Write out all of the records below word for word, leaving out the pictures.
◆ ◆ ◆ ◆ ◆ ◆ ◆
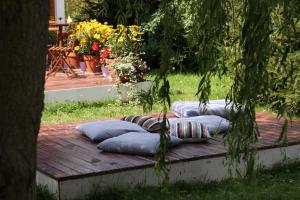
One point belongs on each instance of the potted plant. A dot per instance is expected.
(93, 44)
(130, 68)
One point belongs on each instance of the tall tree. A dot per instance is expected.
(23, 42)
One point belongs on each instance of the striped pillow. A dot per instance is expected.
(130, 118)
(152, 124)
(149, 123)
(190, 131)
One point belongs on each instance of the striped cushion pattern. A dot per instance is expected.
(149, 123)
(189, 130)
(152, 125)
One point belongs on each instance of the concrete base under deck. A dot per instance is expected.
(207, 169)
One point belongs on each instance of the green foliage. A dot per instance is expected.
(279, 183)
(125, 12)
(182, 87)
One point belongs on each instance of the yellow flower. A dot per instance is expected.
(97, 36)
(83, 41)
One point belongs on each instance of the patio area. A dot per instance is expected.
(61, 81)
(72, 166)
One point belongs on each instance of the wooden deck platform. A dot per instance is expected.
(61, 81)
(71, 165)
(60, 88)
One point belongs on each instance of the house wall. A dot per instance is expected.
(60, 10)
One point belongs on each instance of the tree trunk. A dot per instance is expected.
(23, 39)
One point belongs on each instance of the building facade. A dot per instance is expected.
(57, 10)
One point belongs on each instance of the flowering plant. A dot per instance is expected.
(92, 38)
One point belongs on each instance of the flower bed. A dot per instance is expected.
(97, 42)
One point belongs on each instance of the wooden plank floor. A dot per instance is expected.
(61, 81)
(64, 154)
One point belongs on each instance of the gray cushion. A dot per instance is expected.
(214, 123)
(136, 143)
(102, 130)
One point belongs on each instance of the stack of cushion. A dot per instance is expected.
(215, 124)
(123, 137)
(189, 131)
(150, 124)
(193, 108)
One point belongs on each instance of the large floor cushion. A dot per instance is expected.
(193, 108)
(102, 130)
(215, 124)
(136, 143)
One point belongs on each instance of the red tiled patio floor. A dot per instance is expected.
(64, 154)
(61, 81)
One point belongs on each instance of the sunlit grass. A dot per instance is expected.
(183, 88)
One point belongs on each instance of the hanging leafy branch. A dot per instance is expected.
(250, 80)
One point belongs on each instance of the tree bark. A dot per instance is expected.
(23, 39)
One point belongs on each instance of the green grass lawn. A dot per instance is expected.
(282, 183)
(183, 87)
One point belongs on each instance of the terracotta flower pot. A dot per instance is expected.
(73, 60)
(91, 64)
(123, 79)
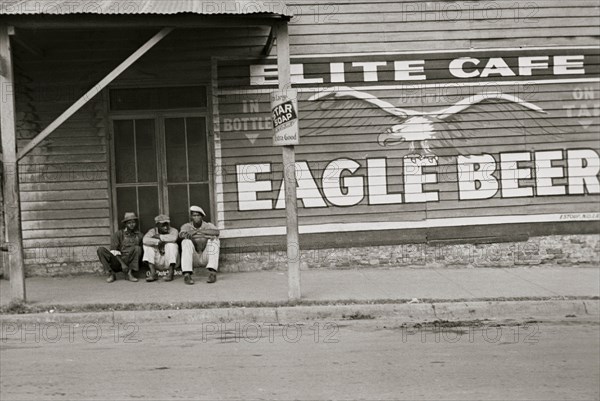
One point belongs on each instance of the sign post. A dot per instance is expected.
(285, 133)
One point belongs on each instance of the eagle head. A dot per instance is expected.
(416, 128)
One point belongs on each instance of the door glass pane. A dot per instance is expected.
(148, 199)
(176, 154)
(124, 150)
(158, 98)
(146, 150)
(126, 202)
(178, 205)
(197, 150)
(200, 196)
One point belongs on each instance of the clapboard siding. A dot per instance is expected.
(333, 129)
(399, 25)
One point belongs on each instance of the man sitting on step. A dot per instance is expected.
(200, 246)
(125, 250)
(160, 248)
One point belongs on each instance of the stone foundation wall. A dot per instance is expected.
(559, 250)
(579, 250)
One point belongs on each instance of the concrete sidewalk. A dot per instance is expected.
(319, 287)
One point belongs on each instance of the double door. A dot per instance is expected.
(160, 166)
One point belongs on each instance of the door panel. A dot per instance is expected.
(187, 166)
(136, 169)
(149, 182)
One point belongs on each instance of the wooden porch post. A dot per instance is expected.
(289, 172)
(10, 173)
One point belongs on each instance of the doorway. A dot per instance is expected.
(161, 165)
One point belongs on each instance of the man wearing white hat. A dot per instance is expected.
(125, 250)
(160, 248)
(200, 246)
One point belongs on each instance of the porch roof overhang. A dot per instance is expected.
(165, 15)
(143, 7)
◆ ◆ ◆ ◆ ◆ ◆ ◆
▸ Full response
One point belongs on each instance of the potted plant. A dot per instance is expected.
(93, 44)
(130, 68)
One point belongs on each instance of the tall tree. A dot per instance is expected.
(23, 42)
One point belongs on each instance of the striped pillow. A dot per instance is expected.
(130, 118)
(152, 124)
(149, 123)
(190, 131)
One point belongs on each instance of the striped cushion pattern. A dot per instance is expected.
(149, 123)
(189, 130)
(152, 125)
One point belongs on each instance of the concrete base under deck. A dot per instance is expected.
(207, 169)
One point belongs on each instance of the green foliage. A dot per instance is expected.
(279, 183)
(125, 12)
(182, 87)
One point belongs on each instance of the yellow flower. A dot per instance is expected.
(97, 36)
(83, 41)
One point belongs on each instance of the patio area. A dot per instance is expected.
(61, 81)
(72, 166)
One point belongs on each instance of the wooden deck platform. A dot per instance is expected.
(61, 81)
(71, 165)
(60, 88)
One point belongs on each instance of the house wall. A dot per instance is expected.
(60, 10)
One point belongs on each instance of the tree trunk. A dot per instance is expected.
(23, 39)
One point belongs on each instance of the building facade. A dot per instance is expected.
(57, 10)
One point belongs on each instance of the flowering plant. A dot per instance is expected.
(92, 38)
One point belongs on each instance of the flower bed. A dot per instance is expected.
(97, 42)
One point belongs on each instance of the wooden plank floor. A dot per instance is expected.
(61, 81)
(64, 154)
One point belongs on each instance of the gray cushion. A dot per instance is expected.
(214, 123)
(136, 143)
(102, 130)
One point belongs on each instance of the stack of cushion. A dot per instance is expected.
(215, 124)
(123, 137)
(189, 131)
(150, 124)
(193, 108)
One point belongs on each instance of the large floor cushion. A dot per instance is expected.
(193, 108)
(102, 130)
(215, 124)
(136, 143)
One point belongs on each instance of the red tiled patio floor. A dot per instance is expected.
(64, 154)
(61, 81)
One point belongs on each instance of the sunlit grass. A dot per instance is expected.
(183, 88)
One point belongs on each instance of the hanging leafy branch. A dot per instance is expected.
(250, 80)
One point belongs on each instance of the tree bark. A dot per instance is expected.
(23, 39)
One point belongs on each instance of the green grass lawn. A dot per instance is expected.
(282, 183)
(183, 87)
One point belongs on each instance of the terracotta flower pot. A dot per instance is expected.
(73, 60)
(91, 64)
(123, 79)
One point belongs on each instance of the sign post. A dot per instance is expected.
(285, 133)
One point belongs on each instance of the eagle head. A dot per instance is expected.
(416, 128)
One point belongs on each instance of the door glass pane. A dot per instance is expected.
(148, 199)
(176, 154)
(124, 150)
(158, 98)
(146, 150)
(126, 202)
(178, 205)
(197, 150)
(200, 196)
One point belongs on each instance of the clapboard siding. A dot per instance is expected.
(333, 129)
(399, 25)
One point belongs on each instance of the man sitting on step. A dot per instance is expected.
(200, 246)
(125, 250)
(160, 248)
One point belongs on each instance of the stone foundation wall. A dot per instance is expected.
(559, 250)
(579, 250)
One point belongs on each instance of the concrete sidewalk. A dot per instance is expected.
(319, 287)
One point belongs on each instance of the double door. A dot per instance is expected.
(160, 166)
One point belongs on each instance of the door panel. A dot per instance is expected.
(187, 166)
(136, 169)
(149, 182)
One point belongs on each instance of the wooden porch post. A dot per instance is expected.
(289, 172)
(10, 173)
One point belongs on each instance of the doorway. A dot per instance is expected.
(161, 165)
One point belongs on each instance of the man wearing white hat. A dot per instance is expected.
(125, 250)
(160, 248)
(200, 246)
One point belongs on each instance of the porch roof overhang. A dot per instance is expected.
(165, 15)
(143, 7)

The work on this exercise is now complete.